> **STATED EXERCISE**:
Write out all of the lines below, exactly and completely.

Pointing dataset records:

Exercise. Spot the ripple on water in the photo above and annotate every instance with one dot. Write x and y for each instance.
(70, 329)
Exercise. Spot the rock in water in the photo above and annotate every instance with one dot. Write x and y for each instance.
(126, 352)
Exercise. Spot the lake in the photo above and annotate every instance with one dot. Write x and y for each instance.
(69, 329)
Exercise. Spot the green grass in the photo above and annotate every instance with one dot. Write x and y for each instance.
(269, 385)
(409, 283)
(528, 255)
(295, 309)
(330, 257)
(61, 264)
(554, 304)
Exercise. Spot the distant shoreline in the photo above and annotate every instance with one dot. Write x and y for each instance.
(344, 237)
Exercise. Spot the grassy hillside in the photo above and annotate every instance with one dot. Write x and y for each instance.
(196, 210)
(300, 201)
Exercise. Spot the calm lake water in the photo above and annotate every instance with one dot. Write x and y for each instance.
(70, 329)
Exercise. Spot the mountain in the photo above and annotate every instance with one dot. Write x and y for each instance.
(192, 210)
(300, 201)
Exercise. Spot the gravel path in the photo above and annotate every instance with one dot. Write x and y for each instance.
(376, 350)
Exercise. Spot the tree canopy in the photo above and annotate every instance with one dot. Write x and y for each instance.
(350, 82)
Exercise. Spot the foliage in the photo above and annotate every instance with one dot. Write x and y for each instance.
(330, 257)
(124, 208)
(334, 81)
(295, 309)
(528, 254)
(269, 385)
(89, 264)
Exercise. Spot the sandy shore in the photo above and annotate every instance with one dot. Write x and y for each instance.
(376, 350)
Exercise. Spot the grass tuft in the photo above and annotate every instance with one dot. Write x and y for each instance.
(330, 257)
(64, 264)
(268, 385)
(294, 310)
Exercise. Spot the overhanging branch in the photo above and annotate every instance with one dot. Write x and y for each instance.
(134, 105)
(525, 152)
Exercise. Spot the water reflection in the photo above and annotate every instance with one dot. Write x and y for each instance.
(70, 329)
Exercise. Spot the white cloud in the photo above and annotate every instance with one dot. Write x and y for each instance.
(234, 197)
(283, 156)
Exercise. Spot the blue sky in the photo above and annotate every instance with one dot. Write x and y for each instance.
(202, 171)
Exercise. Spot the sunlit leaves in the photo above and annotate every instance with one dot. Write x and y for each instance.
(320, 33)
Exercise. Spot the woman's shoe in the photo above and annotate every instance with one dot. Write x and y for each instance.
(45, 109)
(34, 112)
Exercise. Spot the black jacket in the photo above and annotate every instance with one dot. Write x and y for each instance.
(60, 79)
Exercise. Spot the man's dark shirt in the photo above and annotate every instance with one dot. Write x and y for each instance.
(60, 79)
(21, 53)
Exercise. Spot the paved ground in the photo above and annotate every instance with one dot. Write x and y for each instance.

> **THE SOLUTION**:
Exercise. Spot the ripple on water in the photo above and annotate every instance with one dot. Write x and y for each instance.
(70, 329)
Exercise. Spot the rock in water in the photo above and annotate every instance with one dot. Write x and y for each instance.
(126, 352)
Exercise. Spot the lake in the photo above and annotate every instance with one dot. Write x and y for each instance.
(69, 329)
Exercise. Spot the green grass in the photo above and annotate every instance with one dot. Write x and y for each instance.
(269, 385)
(409, 283)
(528, 255)
(295, 309)
(330, 257)
(61, 264)
(554, 304)
Exercise. Spot the distant shoreline in the photo above and annotate every instance with one dot. Write x and y for each instance.
(344, 237)
Exercise. Spot the grassy hillside in the photo above and annotate every instance with one dot. Write x and y for each instance.
(196, 210)
(300, 201)
Exercise. Spot the calm lake water in the photo above and annotate every instance with one dot. Write x and y for each instance.
(70, 329)
Exercise. Spot the mountain in the photo above and annotate every instance with one dot. Write x and y for each instance.
(192, 210)
(300, 201)
Exercise. Spot the gravel path in the photo above and annotate every instance with one dot. Write x and y for each instance.
(376, 350)
Exercise. Spot the tree canopy in the photo above and annotate every instance with one dot. Write x and y for each instance.
(350, 82)
Exercise. Spot the foliage in the photo above and annotate every instance with one dot. Write x and y for each instance.
(330, 257)
(124, 208)
(334, 81)
(295, 309)
(528, 254)
(269, 385)
(89, 264)
Exercise. Spot the sandy shore in the photo above and annotate every instance with one dot. Write x and y for each instance.
(376, 350)
Exercise. Spot the grass tuft in the photo above and annotate every instance with one dot. Write x and y for each instance.
(330, 257)
(64, 264)
(268, 385)
(294, 310)
Exercise. Spot the overhanging branch in the photo above and annotate every instance with one dot. Write x and y for each instance.
(134, 105)
(525, 152)
Exercise. Spot the water reflection in the photo above and annotate every instance with one dot. Write x and y for each instance.
(70, 329)
Exercise. Spot the white cloud in the photo above and annotate every instance with one dot. Write x and y for each instance.
(234, 197)
(283, 156)
Exercise. Spot the blue sky in the photo above and annotate every instance with one dot. Write x and y for each instance.
(202, 171)
Exercise. Spot the sunlit leaves in the photo above and annotate every instance with one dot. Write x and y for each instance.
(320, 33)
Exercise. Spot the woman's shoe in the photo above and annotate every instance with one dot. Write x and y for each instance.
(45, 109)
(34, 112)
Exercise. Spot the black jacket in the photo above and annotate every instance with one dot. Write x and y for each instance.
(60, 79)
Exercise. Spot the man's dark shirt in the photo above and annotate every instance with one dot. Write x and y for each instance.
(60, 79)
(21, 53)
Exercise. Spot the paved ground in the photo above and annotate every instance with one dot. Write x and y for each instance.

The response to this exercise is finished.